__Data provided__
※ ※ ※
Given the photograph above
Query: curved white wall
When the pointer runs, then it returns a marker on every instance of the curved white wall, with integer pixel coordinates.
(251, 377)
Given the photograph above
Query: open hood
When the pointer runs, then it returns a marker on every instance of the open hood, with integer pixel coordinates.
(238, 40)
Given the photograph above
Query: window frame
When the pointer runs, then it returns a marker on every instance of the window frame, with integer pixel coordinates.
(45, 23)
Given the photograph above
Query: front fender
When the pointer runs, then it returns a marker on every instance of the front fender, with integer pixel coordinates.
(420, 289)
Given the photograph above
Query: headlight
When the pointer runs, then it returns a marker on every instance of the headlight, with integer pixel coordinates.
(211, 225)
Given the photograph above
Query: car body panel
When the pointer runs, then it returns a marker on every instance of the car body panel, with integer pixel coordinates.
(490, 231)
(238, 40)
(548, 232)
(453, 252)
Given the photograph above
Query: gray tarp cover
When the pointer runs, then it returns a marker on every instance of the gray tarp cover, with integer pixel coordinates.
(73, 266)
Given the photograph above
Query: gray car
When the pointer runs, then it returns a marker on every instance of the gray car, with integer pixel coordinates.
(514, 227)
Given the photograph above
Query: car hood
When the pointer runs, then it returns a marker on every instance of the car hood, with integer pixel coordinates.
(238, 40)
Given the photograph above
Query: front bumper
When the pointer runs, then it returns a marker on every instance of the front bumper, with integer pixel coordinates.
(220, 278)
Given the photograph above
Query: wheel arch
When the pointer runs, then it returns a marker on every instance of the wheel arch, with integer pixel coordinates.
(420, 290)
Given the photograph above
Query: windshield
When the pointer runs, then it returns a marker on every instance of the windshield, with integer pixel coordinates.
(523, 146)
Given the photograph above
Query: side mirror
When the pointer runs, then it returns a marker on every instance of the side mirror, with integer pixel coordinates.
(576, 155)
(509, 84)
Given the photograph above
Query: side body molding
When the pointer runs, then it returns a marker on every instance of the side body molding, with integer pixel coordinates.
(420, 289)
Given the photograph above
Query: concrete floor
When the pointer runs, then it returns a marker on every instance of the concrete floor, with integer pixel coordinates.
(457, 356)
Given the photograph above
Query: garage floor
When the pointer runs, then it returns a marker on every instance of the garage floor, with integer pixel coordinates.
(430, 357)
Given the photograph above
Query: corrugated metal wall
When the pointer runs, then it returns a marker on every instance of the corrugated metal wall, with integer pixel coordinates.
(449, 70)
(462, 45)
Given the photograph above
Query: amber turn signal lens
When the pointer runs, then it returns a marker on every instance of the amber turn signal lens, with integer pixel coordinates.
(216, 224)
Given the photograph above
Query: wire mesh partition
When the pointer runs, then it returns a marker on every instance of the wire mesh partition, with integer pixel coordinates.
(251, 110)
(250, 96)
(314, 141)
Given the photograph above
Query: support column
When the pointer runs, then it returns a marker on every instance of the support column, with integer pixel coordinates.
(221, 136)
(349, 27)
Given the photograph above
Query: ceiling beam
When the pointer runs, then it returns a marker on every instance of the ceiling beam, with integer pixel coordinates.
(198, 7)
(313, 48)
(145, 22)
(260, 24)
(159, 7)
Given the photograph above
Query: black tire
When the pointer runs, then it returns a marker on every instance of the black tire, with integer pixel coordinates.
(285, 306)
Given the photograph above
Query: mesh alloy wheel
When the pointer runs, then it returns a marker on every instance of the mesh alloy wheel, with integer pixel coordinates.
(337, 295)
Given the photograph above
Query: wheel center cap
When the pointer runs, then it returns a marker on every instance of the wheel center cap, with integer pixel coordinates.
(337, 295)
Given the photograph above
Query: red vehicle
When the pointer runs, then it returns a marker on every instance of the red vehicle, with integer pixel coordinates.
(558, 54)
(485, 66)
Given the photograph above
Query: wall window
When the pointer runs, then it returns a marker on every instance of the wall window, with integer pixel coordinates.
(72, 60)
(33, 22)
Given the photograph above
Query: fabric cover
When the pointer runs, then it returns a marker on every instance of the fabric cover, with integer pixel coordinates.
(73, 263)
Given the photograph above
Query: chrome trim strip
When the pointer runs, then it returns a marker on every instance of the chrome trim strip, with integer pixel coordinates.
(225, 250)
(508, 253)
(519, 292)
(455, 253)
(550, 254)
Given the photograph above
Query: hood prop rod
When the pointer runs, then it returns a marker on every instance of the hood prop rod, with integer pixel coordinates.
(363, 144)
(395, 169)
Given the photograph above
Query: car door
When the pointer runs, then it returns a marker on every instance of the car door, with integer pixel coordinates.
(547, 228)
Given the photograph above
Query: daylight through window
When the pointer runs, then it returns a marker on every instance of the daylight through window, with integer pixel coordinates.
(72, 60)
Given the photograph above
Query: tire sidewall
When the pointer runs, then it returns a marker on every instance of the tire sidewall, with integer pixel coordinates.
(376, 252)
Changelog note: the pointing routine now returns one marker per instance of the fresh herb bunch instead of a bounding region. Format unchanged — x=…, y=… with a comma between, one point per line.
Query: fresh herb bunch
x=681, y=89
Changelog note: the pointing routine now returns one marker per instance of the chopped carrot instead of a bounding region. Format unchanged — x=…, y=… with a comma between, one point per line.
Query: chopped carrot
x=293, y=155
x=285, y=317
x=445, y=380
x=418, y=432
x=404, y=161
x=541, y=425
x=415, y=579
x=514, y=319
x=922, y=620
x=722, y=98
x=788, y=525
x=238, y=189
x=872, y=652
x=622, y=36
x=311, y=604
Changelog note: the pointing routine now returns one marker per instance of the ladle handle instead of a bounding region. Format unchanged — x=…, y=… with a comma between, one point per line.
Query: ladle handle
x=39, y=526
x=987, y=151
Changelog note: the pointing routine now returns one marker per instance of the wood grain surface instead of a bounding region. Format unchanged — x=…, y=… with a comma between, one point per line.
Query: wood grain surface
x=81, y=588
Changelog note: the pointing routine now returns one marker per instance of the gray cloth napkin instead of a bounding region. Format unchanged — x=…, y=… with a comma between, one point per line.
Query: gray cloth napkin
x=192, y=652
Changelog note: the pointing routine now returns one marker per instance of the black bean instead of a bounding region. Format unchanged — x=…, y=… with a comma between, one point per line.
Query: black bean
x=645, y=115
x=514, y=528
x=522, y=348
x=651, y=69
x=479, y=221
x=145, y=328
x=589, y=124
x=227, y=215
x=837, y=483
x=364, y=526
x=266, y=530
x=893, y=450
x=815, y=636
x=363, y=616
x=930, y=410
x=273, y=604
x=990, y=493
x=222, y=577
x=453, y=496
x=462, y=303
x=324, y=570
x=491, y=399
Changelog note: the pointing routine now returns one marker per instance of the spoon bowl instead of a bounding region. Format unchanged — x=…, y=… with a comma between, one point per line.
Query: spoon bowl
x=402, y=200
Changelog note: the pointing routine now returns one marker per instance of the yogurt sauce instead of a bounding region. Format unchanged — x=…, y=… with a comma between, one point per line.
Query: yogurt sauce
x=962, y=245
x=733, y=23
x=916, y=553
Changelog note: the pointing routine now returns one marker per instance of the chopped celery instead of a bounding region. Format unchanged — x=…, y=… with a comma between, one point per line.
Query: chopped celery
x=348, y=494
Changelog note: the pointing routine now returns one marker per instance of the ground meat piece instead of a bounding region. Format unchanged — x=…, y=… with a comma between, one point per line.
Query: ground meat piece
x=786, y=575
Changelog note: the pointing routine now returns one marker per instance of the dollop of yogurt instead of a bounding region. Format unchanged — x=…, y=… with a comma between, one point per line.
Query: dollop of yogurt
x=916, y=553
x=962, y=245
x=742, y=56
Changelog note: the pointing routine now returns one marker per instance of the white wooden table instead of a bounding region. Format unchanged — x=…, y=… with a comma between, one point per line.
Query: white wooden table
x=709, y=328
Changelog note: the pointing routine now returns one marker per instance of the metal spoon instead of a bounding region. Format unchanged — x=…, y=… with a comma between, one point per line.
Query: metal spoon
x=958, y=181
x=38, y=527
※ ※ ※
__Work order__
Only the lines from the one containing "Query: white wooden table" through the last line of the entries above should be copied, exactly as written.

__Written solution__
Query: white wooden table
x=709, y=328
Changelog note: the pointing routine now returns one marker per instance of the metal spoon instead of a bounding region. Format unchanged — x=…, y=… with a comma between, one point per line.
Query: metal spoon
x=958, y=181
x=38, y=527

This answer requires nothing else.